Supplied material:
——

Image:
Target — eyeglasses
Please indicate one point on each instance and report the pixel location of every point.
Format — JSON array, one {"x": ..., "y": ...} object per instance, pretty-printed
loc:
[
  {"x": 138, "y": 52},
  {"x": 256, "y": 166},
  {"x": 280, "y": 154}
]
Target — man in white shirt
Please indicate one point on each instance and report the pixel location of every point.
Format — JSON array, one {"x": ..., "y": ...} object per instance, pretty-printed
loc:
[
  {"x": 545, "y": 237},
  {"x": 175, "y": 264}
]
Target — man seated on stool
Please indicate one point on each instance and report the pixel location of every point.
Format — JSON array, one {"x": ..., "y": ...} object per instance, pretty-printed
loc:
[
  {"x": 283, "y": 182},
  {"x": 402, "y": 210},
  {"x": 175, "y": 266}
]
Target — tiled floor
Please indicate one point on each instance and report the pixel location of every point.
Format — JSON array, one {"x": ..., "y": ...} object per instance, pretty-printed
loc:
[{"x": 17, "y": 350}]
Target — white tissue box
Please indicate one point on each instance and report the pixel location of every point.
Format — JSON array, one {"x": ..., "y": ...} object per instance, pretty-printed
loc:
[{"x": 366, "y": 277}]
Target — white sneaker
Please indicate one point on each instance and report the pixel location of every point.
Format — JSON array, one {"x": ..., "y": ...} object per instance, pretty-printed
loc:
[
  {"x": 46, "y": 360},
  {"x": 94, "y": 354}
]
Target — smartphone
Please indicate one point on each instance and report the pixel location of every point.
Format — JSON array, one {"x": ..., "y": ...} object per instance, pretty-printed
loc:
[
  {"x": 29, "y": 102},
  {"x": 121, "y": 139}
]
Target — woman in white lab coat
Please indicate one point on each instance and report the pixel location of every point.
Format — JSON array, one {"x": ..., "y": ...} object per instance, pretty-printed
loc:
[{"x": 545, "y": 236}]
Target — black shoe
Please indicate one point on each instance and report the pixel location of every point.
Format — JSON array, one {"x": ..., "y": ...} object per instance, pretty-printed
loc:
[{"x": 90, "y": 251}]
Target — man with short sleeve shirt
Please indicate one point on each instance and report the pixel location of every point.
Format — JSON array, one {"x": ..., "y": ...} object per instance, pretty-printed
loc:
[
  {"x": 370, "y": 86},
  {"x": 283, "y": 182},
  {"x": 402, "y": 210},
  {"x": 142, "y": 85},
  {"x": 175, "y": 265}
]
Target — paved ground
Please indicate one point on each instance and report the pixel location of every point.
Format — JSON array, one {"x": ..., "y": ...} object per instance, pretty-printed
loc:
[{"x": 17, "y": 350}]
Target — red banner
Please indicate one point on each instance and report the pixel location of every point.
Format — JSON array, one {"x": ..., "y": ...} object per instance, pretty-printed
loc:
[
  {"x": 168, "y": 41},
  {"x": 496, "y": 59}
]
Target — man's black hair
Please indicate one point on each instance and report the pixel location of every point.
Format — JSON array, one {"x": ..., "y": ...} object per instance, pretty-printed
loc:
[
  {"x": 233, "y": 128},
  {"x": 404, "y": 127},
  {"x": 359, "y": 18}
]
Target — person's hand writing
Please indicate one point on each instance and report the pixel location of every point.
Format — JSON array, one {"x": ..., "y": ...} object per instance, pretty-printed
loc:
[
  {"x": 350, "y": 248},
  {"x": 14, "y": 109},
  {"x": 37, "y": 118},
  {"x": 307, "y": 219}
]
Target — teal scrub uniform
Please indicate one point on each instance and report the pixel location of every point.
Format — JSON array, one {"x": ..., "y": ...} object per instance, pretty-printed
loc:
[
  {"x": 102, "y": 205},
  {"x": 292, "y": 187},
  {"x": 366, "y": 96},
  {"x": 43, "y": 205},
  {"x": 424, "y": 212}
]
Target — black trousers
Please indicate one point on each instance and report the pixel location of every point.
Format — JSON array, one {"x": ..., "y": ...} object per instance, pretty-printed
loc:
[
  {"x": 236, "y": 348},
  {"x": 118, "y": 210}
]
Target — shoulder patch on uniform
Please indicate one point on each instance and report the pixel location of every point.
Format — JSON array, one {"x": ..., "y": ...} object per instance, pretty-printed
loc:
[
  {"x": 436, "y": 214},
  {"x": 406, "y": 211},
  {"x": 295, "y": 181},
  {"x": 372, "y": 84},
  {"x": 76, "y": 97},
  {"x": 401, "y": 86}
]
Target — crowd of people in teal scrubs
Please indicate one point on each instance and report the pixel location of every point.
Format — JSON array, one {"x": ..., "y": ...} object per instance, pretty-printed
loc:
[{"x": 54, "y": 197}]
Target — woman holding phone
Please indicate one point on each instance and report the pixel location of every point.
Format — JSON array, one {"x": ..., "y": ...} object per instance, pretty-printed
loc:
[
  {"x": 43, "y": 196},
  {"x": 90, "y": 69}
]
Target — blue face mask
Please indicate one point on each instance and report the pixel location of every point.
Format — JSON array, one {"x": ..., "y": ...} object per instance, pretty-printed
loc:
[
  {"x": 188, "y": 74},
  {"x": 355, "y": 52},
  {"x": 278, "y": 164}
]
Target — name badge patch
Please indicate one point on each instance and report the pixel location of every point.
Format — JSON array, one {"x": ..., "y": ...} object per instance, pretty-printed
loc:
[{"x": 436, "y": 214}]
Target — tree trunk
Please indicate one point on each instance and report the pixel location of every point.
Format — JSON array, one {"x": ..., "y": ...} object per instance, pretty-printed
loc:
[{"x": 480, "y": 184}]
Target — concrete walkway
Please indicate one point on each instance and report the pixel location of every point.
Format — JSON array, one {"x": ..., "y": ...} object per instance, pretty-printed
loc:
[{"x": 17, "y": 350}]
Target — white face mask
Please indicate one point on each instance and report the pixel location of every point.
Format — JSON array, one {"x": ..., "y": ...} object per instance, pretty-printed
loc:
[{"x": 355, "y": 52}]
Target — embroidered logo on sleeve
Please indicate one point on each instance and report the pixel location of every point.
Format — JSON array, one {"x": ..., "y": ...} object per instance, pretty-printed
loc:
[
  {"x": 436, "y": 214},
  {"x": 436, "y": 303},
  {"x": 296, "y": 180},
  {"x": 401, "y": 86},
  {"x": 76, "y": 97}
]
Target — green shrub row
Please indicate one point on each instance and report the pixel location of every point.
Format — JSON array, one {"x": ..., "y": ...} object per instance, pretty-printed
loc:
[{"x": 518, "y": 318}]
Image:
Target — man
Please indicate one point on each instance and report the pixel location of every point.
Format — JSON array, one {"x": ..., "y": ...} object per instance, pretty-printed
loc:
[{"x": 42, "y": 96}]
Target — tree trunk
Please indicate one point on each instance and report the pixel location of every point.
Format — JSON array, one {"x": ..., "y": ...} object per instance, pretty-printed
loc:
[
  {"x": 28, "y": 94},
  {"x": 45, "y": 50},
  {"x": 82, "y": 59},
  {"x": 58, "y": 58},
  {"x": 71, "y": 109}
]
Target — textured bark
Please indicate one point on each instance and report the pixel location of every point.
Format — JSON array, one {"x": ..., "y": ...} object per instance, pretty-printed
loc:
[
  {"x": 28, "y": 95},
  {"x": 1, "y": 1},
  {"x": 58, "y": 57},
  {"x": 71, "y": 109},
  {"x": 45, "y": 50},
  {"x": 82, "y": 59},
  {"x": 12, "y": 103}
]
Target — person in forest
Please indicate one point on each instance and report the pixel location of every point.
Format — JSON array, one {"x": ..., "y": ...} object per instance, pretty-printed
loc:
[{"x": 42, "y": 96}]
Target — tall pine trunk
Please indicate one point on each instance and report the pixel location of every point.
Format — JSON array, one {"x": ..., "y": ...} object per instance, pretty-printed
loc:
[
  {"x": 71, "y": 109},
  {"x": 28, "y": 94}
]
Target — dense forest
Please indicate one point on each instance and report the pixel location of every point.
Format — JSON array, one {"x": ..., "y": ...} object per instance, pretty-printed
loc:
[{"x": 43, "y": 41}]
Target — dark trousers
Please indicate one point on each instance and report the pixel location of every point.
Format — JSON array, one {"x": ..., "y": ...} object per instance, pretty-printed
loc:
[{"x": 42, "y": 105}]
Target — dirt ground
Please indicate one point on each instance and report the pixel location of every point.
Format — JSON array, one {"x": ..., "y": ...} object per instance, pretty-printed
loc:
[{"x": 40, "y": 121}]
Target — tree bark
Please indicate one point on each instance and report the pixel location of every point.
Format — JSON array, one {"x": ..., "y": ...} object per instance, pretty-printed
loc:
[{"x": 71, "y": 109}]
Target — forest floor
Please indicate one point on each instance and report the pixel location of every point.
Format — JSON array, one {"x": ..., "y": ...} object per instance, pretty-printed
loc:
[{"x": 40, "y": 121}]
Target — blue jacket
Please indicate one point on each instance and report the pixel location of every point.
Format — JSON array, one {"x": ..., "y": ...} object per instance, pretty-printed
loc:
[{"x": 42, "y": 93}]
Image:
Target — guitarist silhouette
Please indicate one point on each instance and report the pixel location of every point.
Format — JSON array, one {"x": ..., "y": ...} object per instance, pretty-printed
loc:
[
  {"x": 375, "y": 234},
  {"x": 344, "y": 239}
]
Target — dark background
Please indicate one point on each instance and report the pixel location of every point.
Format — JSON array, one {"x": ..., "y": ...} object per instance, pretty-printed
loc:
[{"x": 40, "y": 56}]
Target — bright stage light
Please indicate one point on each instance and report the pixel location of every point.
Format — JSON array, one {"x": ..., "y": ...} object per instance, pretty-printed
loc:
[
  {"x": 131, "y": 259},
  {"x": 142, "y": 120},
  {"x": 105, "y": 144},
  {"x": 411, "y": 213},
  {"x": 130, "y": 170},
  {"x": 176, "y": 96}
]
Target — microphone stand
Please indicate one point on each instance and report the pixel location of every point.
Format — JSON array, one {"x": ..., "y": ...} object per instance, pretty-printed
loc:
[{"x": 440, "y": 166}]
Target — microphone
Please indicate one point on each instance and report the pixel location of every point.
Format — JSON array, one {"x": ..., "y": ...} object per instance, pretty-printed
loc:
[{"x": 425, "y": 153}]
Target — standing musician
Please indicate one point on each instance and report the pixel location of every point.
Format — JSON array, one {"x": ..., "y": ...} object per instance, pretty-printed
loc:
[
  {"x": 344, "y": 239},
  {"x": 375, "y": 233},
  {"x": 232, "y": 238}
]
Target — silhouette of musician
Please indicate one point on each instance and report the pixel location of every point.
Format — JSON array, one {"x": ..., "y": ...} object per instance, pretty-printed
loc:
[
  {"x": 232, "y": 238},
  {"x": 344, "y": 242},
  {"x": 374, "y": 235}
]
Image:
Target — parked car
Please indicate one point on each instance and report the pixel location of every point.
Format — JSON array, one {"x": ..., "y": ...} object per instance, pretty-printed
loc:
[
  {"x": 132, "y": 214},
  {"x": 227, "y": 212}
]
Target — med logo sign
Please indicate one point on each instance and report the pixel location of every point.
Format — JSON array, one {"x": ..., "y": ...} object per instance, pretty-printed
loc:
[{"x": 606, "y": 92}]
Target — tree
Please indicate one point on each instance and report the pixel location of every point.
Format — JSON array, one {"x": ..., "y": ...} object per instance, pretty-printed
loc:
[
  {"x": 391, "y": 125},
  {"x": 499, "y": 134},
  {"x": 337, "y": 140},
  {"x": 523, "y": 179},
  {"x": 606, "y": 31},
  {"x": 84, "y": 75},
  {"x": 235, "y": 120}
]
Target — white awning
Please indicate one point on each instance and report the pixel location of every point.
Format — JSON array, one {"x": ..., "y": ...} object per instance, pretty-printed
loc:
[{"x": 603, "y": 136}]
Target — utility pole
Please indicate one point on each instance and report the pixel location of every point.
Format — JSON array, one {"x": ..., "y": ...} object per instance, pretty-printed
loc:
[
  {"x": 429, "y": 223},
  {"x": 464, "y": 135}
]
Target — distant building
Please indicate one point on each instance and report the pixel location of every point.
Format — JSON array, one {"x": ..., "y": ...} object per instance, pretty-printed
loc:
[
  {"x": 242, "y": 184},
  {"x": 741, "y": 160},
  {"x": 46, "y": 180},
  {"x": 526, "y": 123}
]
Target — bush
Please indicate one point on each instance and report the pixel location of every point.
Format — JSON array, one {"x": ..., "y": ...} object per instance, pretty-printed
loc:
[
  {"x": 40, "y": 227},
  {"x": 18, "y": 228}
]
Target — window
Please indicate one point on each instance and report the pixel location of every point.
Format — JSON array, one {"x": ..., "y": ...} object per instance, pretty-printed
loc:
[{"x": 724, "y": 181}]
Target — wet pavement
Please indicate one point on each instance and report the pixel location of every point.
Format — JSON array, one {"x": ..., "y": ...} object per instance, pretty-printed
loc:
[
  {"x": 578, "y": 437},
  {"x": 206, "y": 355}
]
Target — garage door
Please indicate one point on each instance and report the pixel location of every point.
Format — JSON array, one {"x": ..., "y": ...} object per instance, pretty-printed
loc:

——

What the task asks: Every line above that includes the string "black" needs to be copied.

Response for this exercise:
Target — black shoe
Target — man's black hair
Target — black trousers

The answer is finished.